- _DOCUMENT EXCERPT_:
Brigadier Augustine Kamyuka Kyazze, is a Ugandan military officer in the Uganda People's Defence Forces (UPDF). He currently serves as the Deputy Chief of Logistics and Engineering in the UPDF, responsible for Engineering. In the past, he has served as Commander of the Armoured Component for AMISOM.

Background
He was born in 1961 in Mpigi District, in Uganda's Central Region.

Military education
Augustine Kyazze joined the Uganda military in 1987. In 1997, he was commissioned. His military training included the following courses, among others: 1. A Cadet Officer Course 2. A Course in Tank Platoon Commanders 3. A Course in Armoured Command and Tactics 4. A Tank Battalion Commander’s Course and 5. A Senior Command and Staff College Course.

- _STATED TASK A_:
Find every line in the entries below that contains the word "white" and copy each one in full.

- _AVAILABLE DATA_:
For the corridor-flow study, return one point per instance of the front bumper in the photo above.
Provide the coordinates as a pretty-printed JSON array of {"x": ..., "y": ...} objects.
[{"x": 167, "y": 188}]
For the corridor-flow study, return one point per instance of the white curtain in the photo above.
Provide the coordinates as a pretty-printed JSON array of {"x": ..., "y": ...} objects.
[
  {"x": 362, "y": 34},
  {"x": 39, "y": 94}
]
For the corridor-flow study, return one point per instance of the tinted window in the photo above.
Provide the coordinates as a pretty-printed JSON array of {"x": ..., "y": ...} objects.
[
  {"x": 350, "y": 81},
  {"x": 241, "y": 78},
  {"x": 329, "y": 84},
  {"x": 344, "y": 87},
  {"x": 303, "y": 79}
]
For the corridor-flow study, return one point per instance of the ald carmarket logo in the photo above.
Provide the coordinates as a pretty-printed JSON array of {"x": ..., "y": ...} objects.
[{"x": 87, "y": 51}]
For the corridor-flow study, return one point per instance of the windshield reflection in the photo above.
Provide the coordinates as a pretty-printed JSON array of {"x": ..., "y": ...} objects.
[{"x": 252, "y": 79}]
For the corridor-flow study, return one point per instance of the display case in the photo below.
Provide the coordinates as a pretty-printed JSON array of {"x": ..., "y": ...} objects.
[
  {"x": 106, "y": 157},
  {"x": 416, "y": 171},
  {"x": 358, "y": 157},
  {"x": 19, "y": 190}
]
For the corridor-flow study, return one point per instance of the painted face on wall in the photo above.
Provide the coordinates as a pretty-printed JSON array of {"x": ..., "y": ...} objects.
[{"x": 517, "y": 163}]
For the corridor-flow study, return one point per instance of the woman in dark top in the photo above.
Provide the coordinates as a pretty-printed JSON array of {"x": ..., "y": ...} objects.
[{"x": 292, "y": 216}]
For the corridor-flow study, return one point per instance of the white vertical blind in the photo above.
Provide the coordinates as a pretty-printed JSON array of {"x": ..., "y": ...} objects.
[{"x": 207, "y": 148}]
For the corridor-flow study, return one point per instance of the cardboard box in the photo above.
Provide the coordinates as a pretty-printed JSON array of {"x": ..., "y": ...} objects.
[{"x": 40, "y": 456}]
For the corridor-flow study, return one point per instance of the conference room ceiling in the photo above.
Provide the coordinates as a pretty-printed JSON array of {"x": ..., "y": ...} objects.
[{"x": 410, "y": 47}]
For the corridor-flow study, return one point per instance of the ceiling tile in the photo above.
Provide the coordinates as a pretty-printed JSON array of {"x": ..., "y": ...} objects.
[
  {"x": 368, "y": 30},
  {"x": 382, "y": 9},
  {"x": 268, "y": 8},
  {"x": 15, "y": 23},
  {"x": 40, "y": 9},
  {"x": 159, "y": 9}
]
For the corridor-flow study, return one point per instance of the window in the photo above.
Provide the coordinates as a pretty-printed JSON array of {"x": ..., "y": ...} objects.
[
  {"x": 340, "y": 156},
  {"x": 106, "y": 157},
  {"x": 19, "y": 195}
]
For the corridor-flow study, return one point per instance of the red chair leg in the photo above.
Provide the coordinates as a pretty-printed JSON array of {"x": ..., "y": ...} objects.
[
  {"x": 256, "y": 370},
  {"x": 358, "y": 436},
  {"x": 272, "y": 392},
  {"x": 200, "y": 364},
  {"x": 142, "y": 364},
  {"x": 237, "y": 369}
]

- _STATED TASK B_:
Quote the passage of the Augustine Kyazze profile starting at "Brigadier Augustine Kamyuka" and ending at "Uganda's Central Region.".

- _SOLUTION A_:
For the corridor-flow study, return one point per instance of the white curtain in the photo above.
For the corridor-flow study, return one point per instance of the white vertical blind in the photo above.

- _SOLUTION B_:
Brigadier Augustine Kamyuka Kyazze, is a Ugandan military officer in the Uganda People's Defence Forces (UPDF). He currently serves as the Deputy Chief of Logistics and Engineering in the UPDF, responsible for Engineering. In the past, he has served as Commander of the Armoured Component for AMISOM.

Background
He was born in 1961 in Mpigi District, in Uganda's Central Region.